**Requirements**
[1] According to the passage on style-fashion-dress, what kinds of cultures does storytelling have the potential to nurture? List all three qualities.
[2] Summarize the passage on style-fashion-dress in two sentences.

**Excerpt**
□ □ □

In this film, Caroline Stevenson introduces us to Carol Tulloch's conceptual idea of style-fashion-dress.

In this film, Caroline Stevenson introduces us to Carol Tulloch’s conceptual idea of style-fashion-dress, and the relationship between these terms.

Of course there are many different ways of interpreting style, fashion, dress, and this is just one conceptual model. We are focusing on style-fashion-dress in particular because this helps us think about fashion’s relationship with sustainability and the potential of storytelling to nurture equitable, inclusive and diverse cultures in and through fashion.

Style as a concept enables us to consider the meaning of clothes in our everyday life. Clothes are viewed as a tool to navigate social and cultural life in different ways, and this is constantly changing. As Caroline outlines, style is therefore not something that is found in a shop. It is how we put clothes (that may or may not be ‘on trend’) together on our bodies in creative and active ways in our everyday life. We style ourselves to tell people who we are and who we want to be. Thinking about fashion in this way, we can see that each of us are active decision-makers, who use clothes to tell our stories.

Fashion, in this conceptual model, is about the dominant social processes shared in any culture that signify change. This isn’t just about clothes, but other items too, such as food or technology. The relationship between fashion and style, as Caroline describes it, is that, “fashion ensures style narratives are always in flux with changes in society”. Fashion is also an industry which “relishes in telling us what to wear and how to wear it to make profit”. In Cultural Studies, fashion is about more than the image and artefact. It is about meaning making, social processes and the cultural context of particular styles or dress.

□ □ □

[Stored items from a collection]

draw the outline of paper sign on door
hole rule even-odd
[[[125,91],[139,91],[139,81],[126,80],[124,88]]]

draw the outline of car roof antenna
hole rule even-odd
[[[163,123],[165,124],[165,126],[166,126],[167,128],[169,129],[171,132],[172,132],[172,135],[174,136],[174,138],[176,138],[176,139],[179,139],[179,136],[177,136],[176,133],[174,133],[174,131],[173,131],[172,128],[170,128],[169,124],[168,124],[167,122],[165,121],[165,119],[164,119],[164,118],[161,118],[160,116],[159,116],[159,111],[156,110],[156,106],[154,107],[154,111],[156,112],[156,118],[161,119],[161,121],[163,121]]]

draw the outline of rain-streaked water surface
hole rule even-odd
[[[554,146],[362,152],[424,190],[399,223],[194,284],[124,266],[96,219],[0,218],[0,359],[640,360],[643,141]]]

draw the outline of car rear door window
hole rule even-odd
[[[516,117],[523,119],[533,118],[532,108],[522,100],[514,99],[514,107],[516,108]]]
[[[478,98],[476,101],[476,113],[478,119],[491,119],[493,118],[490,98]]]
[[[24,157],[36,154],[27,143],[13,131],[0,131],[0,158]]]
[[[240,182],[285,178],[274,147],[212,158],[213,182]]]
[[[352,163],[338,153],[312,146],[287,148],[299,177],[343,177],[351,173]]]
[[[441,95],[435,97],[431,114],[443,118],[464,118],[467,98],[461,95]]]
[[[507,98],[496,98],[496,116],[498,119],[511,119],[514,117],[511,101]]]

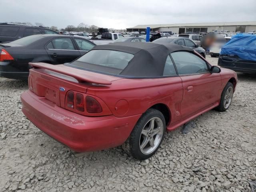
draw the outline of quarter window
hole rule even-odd
[[[53,45],[52,45],[52,42],[50,42],[48,44],[47,44],[47,45],[46,45],[46,48],[47,48],[48,49],[54,49],[54,48],[53,47]]]
[[[194,41],[196,40],[196,35],[192,35],[192,39]]]
[[[193,53],[180,51],[172,53],[171,56],[179,74],[196,74],[209,72],[206,62]]]
[[[57,32],[55,32],[55,31],[52,31],[51,30],[47,30],[47,29],[44,30],[44,33],[46,34],[58,34]]]
[[[117,39],[117,35],[116,34],[114,34],[114,38],[115,40]]]
[[[55,49],[75,50],[70,38],[58,38],[52,40],[52,42]]]
[[[167,56],[166,61],[165,62],[164,69],[164,76],[168,75],[176,75],[175,68],[173,65],[173,63],[170,56]]]
[[[184,39],[186,46],[190,47],[196,47],[196,45],[192,42],[192,41],[189,40],[188,39]]]
[[[24,36],[30,36],[33,35],[38,35],[42,34],[41,30],[38,29],[34,29],[33,28],[27,28],[25,30]]]
[[[94,46],[93,44],[86,40],[75,38],[75,40],[78,46],[79,49],[82,51],[89,51]]]
[[[0,26],[0,36],[15,37],[17,35],[20,28],[19,27]]]
[[[122,37],[124,37],[123,35],[121,35],[121,34],[118,34],[118,38],[121,38]]]
[[[138,38],[134,38],[132,39],[131,41],[132,42],[140,42],[140,40]]]
[[[178,45],[185,46],[185,43],[184,42],[184,40],[183,40],[183,39],[180,39],[180,40],[178,40],[178,41],[174,42],[174,43],[175,44],[177,44]]]

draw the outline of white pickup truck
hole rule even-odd
[[[90,40],[97,45],[108,44],[113,43],[114,40],[124,37],[122,34],[117,33],[103,33],[101,35],[101,38],[92,38]]]

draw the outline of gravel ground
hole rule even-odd
[[[238,78],[228,110],[200,116],[187,134],[167,133],[155,155],[140,161],[120,147],[74,156],[23,114],[26,82],[0,78],[0,192],[251,191],[256,77]]]

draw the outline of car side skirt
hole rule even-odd
[[[215,108],[217,107],[220,103],[220,101],[216,102],[215,103],[213,104],[212,105],[209,106],[206,108],[204,108],[204,109],[199,111],[198,112],[190,116],[189,116],[188,117],[184,119],[183,119],[178,122],[174,123],[174,124],[171,124],[169,126],[168,126],[166,128],[166,130],[167,131],[173,131],[176,128],[178,128],[180,126],[185,124],[185,123],[188,122],[189,121],[192,120],[193,119],[197,117],[200,115],[202,114],[203,113],[205,113],[208,111],[210,111],[211,109]]]

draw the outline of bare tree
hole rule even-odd
[[[36,23],[35,23],[35,24],[36,24],[36,26],[42,26],[42,27],[44,26],[44,24],[43,24],[42,23],[36,22]]]
[[[77,28],[74,25],[70,25],[67,26],[65,30],[68,31],[74,31],[77,30]]]
[[[50,28],[50,29],[54,30],[54,31],[58,31],[58,27],[56,26],[52,26]]]

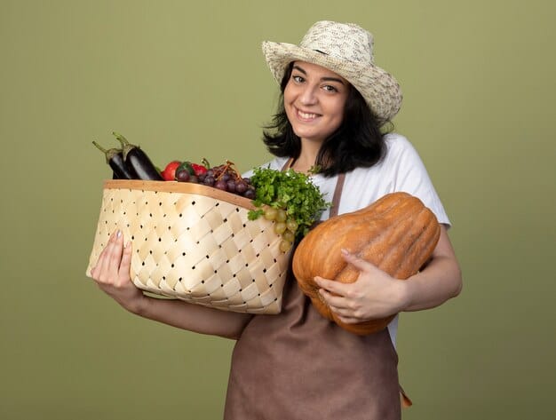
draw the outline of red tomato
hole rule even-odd
[[[202,173],[205,173],[207,169],[203,165],[200,165],[198,163],[191,163],[193,170],[195,171],[195,175],[198,177]]]
[[[164,170],[162,171],[163,178],[165,181],[173,181],[176,179],[176,170],[181,164],[179,161],[171,161],[166,165]]]

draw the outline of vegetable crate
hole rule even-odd
[[[199,184],[107,180],[86,274],[110,235],[131,242],[139,289],[218,309],[278,313],[290,252],[250,200]]]

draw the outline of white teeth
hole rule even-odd
[[[299,113],[299,116],[301,118],[307,118],[307,119],[316,118],[316,114],[307,114],[302,111],[298,111],[298,112]]]

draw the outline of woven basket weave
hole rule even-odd
[[[250,200],[169,181],[107,180],[86,275],[120,229],[131,277],[149,292],[226,311],[278,313],[290,252]]]

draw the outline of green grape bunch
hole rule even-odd
[[[311,178],[304,173],[256,168],[250,177],[256,197],[250,220],[263,216],[274,222],[274,232],[282,236],[280,250],[287,252],[297,240],[305,236],[321,213],[330,207]]]

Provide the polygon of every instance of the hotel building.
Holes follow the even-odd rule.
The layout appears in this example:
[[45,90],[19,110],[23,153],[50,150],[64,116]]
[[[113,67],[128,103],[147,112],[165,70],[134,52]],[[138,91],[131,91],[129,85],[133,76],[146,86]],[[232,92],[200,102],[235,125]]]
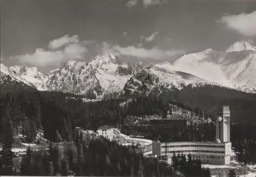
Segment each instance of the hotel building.
[[231,144],[230,142],[230,111],[223,106],[217,113],[216,141],[214,142],[153,142],[153,155],[163,160],[171,158],[174,153],[200,158],[202,163],[225,165],[230,163]]

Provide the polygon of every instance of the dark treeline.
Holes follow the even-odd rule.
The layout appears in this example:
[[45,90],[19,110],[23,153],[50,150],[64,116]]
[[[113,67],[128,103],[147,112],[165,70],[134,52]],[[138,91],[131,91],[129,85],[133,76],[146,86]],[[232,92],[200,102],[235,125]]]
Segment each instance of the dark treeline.
[[57,141],[59,134],[72,141],[75,127],[96,130],[103,124],[122,126],[127,115],[161,114],[167,104],[147,98],[84,103],[81,99],[70,97],[51,92],[3,94],[1,121],[2,117],[9,117],[15,129],[22,128],[26,142],[33,141],[39,129],[44,130],[45,138],[51,141]]
[[[2,156],[7,160],[1,161],[1,175],[210,176],[209,169],[202,168],[200,159],[188,158],[187,162],[179,155],[170,166],[156,158],[145,158],[135,148],[133,145],[124,147],[103,139],[88,142],[78,133],[74,143],[55,145],[51,143],[48,150],[32,151],[29,147],[12,171],[10,162],[13,156]],[[182,173],[177,175],[177,171]]]
[[[77,139],[77,133],[75,128],[75,127],[81,127],[87,130],[96,130],[100,125],[110,124],[114,127],[120,126],[122,131],[126,131],[125,133],[127,135],[132,133],[135,134],[139,133],[145,136],[146,138],[155,140],[211,141],[214,139],[214,135],[215,135],[215,128],[212,124],[205,124],[204,125],[200,125],[198,128],[188,127],[182,129],[170,129],[169,131],[165,131],[162,128],[153,128],[145,126],[136,127],[134,125],[125,125],[126,124],[124,123],[125,119],[127,116],[129,115],[141,115],[162,114],[163,111],[167,104],[164,100],[149,99],[145,97],[139,98],[129,101],[123,99],[112,99],[84,103],[82,99],[79,98],[70,98],[70,95],[68,96],[68,95],[62,93],[54,92],[30,92],[21,91],[6,93],[2,95],[1,99],[1,138],[3,147],[3,150],[1,151],[1,160],[3,159],[3,160],[1,160],[1,162],[3,161],[3,163],[1,163],[1,173],[2,173],[3,170],[3,171],[5,174],[11,174],[10,172],[12,171],[12,167],[10,160],[12,157],[12,153],[11,150],[13,141],[12,137],[18,132],[21,132],[21,134],[24,135],[25,142],[27,143],[35,142],[37,132],[39,130],[44,131],[45,138],[47,139],[50,141],[59,142],[65,140],[67,142],[72,142],[75,141]],[[180,105],[180,106],[182,106]],[[256,158],[254,150],[256,139],[255,132],[255,128],[250,125],[237,124],[232,125],[231,128],[231,136],[232,146],[234,147],[236,151],[238,153],[239,160],[244,162],[245,164],[255,163]],[[94,145],[93,144],[95,144],[94,143],[96,143],[95,144],[97,145]],[[109,144],[109,146],[108,146],[108,145],[106,145],[106,147],[109,147],[108,150],[104,150],[104,148],[105,147],[103,147],[104,146],[101,146],[99,143]],[[63,155],[66,155],[68,153],[62,154],[60,153],[61,155],[59,157],[61,157],[61,158],[58,159],[59,160],[58,161],[58,162],[57,163],[50,163],[50,165],[49,165],[51,166],[53,165],[57,165],[56,164],[58,164],[58,167],[53,167],[54,169],[54,168],[56,168],[55,171],[54,170],[52,170],[52,168],[49,167],[50,168],[45,169],[44,172],[45,171],[47,172],[47,170],[50,169],[50,171],[52,171],[51,172],[52,172],[52,171],[54,173],[55,172],[55,175],[57,174],[57,173],[62,174],[63,174],[62,172],[58,170],[60,170],[61,169],[64,170],[64,169],[66,169],[65,168],[61,168],[61,165],[63,163],[63,166],[66,166],[65,165],[68,164],[68,165],[67,165],[68,166],[68,169],[71,169],[72,171],[75,171],[76,174],[83,174],[84,175],[104,175],[104,174],[108,174],[106,175],[131,175],[130,172],[129,173],[126,172],[126,173],[125,174],[120,173],[122,172],[122,169],[124,169],[125,171],[125,170],[124,170],[125,167],[128,167],[131,164],[129,163],[129,162],[130,161],[128,159],[126,159],[127,164],[123,162],[124,159],[126,159],[124,157],[126,156],[127,156],[127,153],[125,153],[126,150],[124,149],[126,149],[123,147],[124,151],[122,151],[122,153],[120,153],[120,149],[117,150],[118,153],[123,154],[125,155],[123,156],[122,155],[119,155],[121,156],[122,157],[120,157],[120,160],[115,161],[115,159],[117,157],[113,156],[112,159],[111,159],[111,157],[115,156],[114,155],[116,154],[116,147],[118,147],[118,149],[119,149],[119,146],[115,145],[115,144],[112,144],[112,143],[111,142],[101,142],[100,141],[95,141],[90,142],[89,147],[87,147],[86,145],[83,145],[82,148],[83,152],[84,152],[84,149],[92,150],[92,151],[93,151],[94,149],[98,149],[95,150],[95,155],[96,156],[92,158],[92,161],[89,161],[93,164],[93,166],[89,166],[89,168],[90,169],[94,169],[93,168],[97,169],[97,168],[98,166],[102,165],[103,167],[109,169],[109,172],[105,171],[99,171],[96,170],[93,170],[95,171],[92,172],[88,170],[84,172],[84,173],[79,173],[80,172],[77,171],[77,169],[75,168],[75,168],[72,167],[72,166],[79,166],[80,164],[78,165],[77,164],[75,163],[76,165],[72,165],[71,162],[72,161],[76,162],[78,160],[71,160],[71,159],[69,160],[69,157],[70,156],[68,155],[67,156],[68,160],[63,160],[63,162],[62,162],[62,160],[65,159],[65,158],[63,159],[63,157],[65,157]],[[70,145],[72,146],[71,145]],[[71,148],[68,147],[70,145],[66,145],[64,146],[64,149],[65,149],[64,151],[69,151],[69,148]],[[90,146],[92,146],[91,147],[93,147],[90,149]],[[73,145],[72,147],[73,147],[72,148],[74,149],[80,148],[79,147],[80,146],[77,144],[75,146]],[[122,148],[120,147],[120,149]],[[127,150],[129,151],[128,150]],[[31,169],[29,171],[30,172],[31,172],[31,171],[36,172],[37,171],[37,170],[36,169],[40,168],[41,163],[32,163],[32,159],[34,159],[33,162],[35,161],[41,162],[40,159],[42,159],[42,157],[43,157],[41,161],[42,163],[44,158],[45,158],[46,159],[45,161],[47,162],[49,161],[49,158],[51,158],[49,157],[50,156],[49,156],[50,155],[47,154],[45,154],[44,153],[42,153],[42,154],[39,153],[39,155],[34,154],[34,153],[33,153],[30,155],[29,151],[29,153],[25,156],[25,157],[23,160],[22,165],[23,165],[21,166],[20,171],[19,171],[19,169],[17,169],[16,170],[17,171],[17,172],[21,173],[24,171],[22,169],[27,169],[28,168]],[[78,151],[80,152],[78,150],[74,150],[74,153],[72,153],[78,155]],[[83,156],[86,157],[87,156],[90,156],[89,155],[91,154],[93,154],[94,153],[88,153],[89,151],[86,151],[86,153],[83,154]],[[110,154],[109,158],[110,159],[111,163],[110,164],[111,165],[109,165],[108,167],[104,166],[105,164],[97,163],[101,163],[102,160],[103,159],[103,154],[102,157],[100,158],[99,155],[97,156],[97,154],[101,153],[100,152],[107,152],[107,153],[106,153],[106,154]],[[59,154],[58,153],[56,154]],[[104,157],[105,157],[106,153],[104,154]],[[137,154],[136,154],[136,156],[138,156]],[[56,158],[54,160],[57,159]],[[99,158],[101,158],[100,159],[100,162],[98,161],[97,159],[99,159]],[[105,158],[106,158],[105,157]],[[133,159],[134,158],[135,158]],[[153,167],[150,168],[149,166],[151,166],[150,165],[154,166],[153,164],[155,165],[155,163],[156,162],[155,162],[154,159],[145,160],[143,159],[142,157],[141,158],[139,158],[138,161],[136,161],[137,162],[136,163],[138,163],[136,165],[135,165],[134,167],[134,175],[137,176],[138,175],[139,173],[136,173],[136,172],[139,172],[138,169],[140,168],[140,166],[141,167],[140,169],[142,169],[141,166],[142,166],[143,164],[144,168],[143,170],[145,170],[145,173],[143,175],[148,176],[148,174],[153,173],[152,169],[155,169]],[[118,157],[117,157],[117,159],[119,159]],[[140,161],[140,159],[141,161]],[[52,160],[50,162],[53,162],[53,161]],[[132,160],[131,160],[131,161]],[[151,164],[148,165],[148,166],[145,165],[147,162],[144,162],[148,161],[152,162],[148,162],[150,164]],[[106,160],[104,161],[105,162]],[[87,162],[88,162],[88,161]],[[139,163],[138,162],[141,162]],[[119,162],[119,165],[118,162]],[[88,162],[88,164],[86,164],[85,166],[90,165],[89,165],[90,163]],[[123,165],[124,163],[126,165]],[[28,167],[33,166],[34,164],[37,164],[36,167],[34,167],[36,168],[35,169],[32,170],[29,168],[30,167]],[[115,165],[111,165],[113,164]],[[140,164],[141,165],[140,165]],[[42,166],[45,166],[42,165]],[[160,165],[159,165],[159,168],[160,168]],[[24,167],[26,167],[26,168]],[[160,175],[163,176],[170,175],[172,170],[166,167],[164,168],[164,170],[159,171],[161,171]],[[182,168],[181,167],[180,168],[181,168],[180,170],[182,171]],[[58,169],[60,169],[58,170]],[[104,168],[102,167],[102,169]],[[111,170],[113,169],[121,169],[121,170],[120,171],[121,172],[116,174],[112,173],[114,173],[113,171],[114,171]],[[132,168],[130,168],[130,170]],[[25,170],[26,171],[26,170]],[[157,173],[157,170],[158,170],[157,169],[155,169],[154,173],[155,174]],[[88,172],[88,171],[90,172]],[[96,171],[99,171],[96,172]],[[39,171],[39,169],[38,171]],[[22,174],[27,174],[26,173],[26,172],[25,172],[25,173],[23,172]],[[155,175],[158,176],[158,175]]]
[[123,126],[121,132],[126,135],[142,136],[145,139],[160,142],[212,142],[216,140],[214,123],[171,127],[125,125]]
[[[126,135],[142,136],[144,138],[161,142],[201,141],[216,140],[214,123],[188,127],[153,127],[126,125],[121,131]],[[250,124],[231,125],[231,142],[238,160],[244,164],[256,164],[256,131]]]

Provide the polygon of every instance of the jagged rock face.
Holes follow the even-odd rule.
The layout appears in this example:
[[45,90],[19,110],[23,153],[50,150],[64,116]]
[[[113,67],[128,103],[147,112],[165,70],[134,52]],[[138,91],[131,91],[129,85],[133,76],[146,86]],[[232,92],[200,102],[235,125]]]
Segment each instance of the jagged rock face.
[[92,99],[116,98],[134,73],[118,57],[106,54],[89,63],[68,61],[50,76],[46,87]]
[[219,85],[196,76],[173,69],[172,65],[165,63],[156,64],[137,72],[127,81],[120,97],[158,96],[166,89],[181,90],[187,85]]
[[36,67],[7,67],[1,74],[35,86],[38,90],[83,94],[104,99],[127,95],[159,95],[163,90],[215,85],[256,93],[256,52],[245,42],[231,45],[225,52],[207,49],[185,55],[174,63],[124,63],[106,54],[90,62],[68,61],[45,74]]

□ □ □

**Final results**
[1]
Equitable
Inclusive
Diverse

[2] In a film, Caroline Stevenson introduces Carol Tulloch's conceptual idea of style-fashion-dress, which is used to think about fashion's relationship with sustainability and the potential of storytelling to nurture equitable, inclusive and diverse cultures. In this model, style is how people put clothes together on their bodies in creative and active ways in everyday life to tell others who they are and who they want to be, while fashion is both the dominant social processes in a culture that signify change and an industry that tells people what to wear in order to make profit.